EXERCISE GOAL |
Copy the listing below word for word, omitting the pictures.

[Image point annotation entries]
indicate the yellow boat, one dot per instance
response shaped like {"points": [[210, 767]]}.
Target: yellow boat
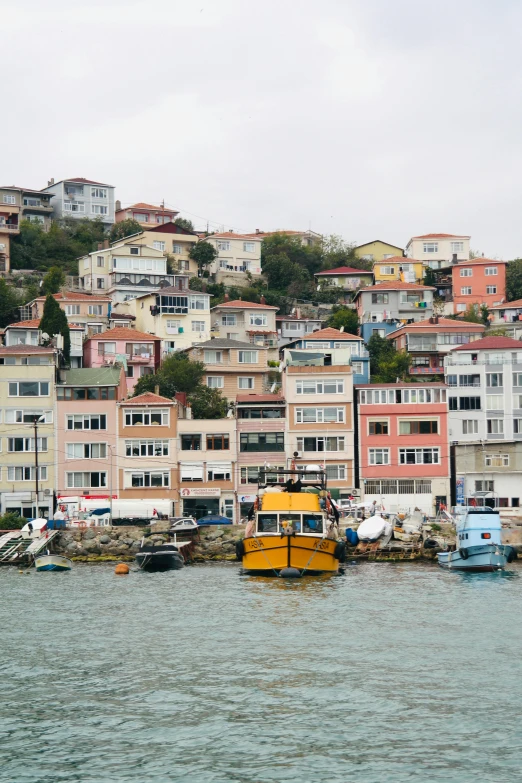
{"points": [[290, 534]]}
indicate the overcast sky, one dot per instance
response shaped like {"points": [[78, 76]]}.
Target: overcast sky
{"points": [[364, 118]]}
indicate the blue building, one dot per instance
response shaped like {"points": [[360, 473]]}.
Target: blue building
{"points": [[348, 348]]}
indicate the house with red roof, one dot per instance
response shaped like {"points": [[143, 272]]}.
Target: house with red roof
{"points": [[438, 250], [80, 198]]}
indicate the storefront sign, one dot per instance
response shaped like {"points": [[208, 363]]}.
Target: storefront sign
{"points": [[199, 493]]}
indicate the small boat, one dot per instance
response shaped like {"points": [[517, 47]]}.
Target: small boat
{"points": [[52, 563], [479, 546], [160, 557]]}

SOLUTION FOR THIS PROBLEM |
indicate the yellow boat, one dot per instance
response shaped like {"points": [[210, 767]]}.
Target: yellow boat
{"points": [[290, 534]]}
indicate the overcast sky, one dot per instance
response shaped like {"points": [[78, 76]]}.
Target: overcast sky
{"points": [[364, 118]]}
indicate the blue building, one dot per instance
response shaped like {"points": [[360, 473]]}.
Target: blue building
{"points": [[348, 348]]}
indicate the house with red roof, one dot per instance
response shaped like {"points": [[143, 272]]}.
Target: house with red roof
{"points": [[438, 250], [80, 198]]}
indicate the storefront sign, one dot per instance
response shaped like {"points": [[208, 363]]}.
Target: storefront sign
{"points": [[199, 493]]}
indicate the small boat, one dot per instance
response shaped like {"points": [[517, 47]]}.
Target: small boat
{"points": [[52, 563], [479, 546], [160, 557]]}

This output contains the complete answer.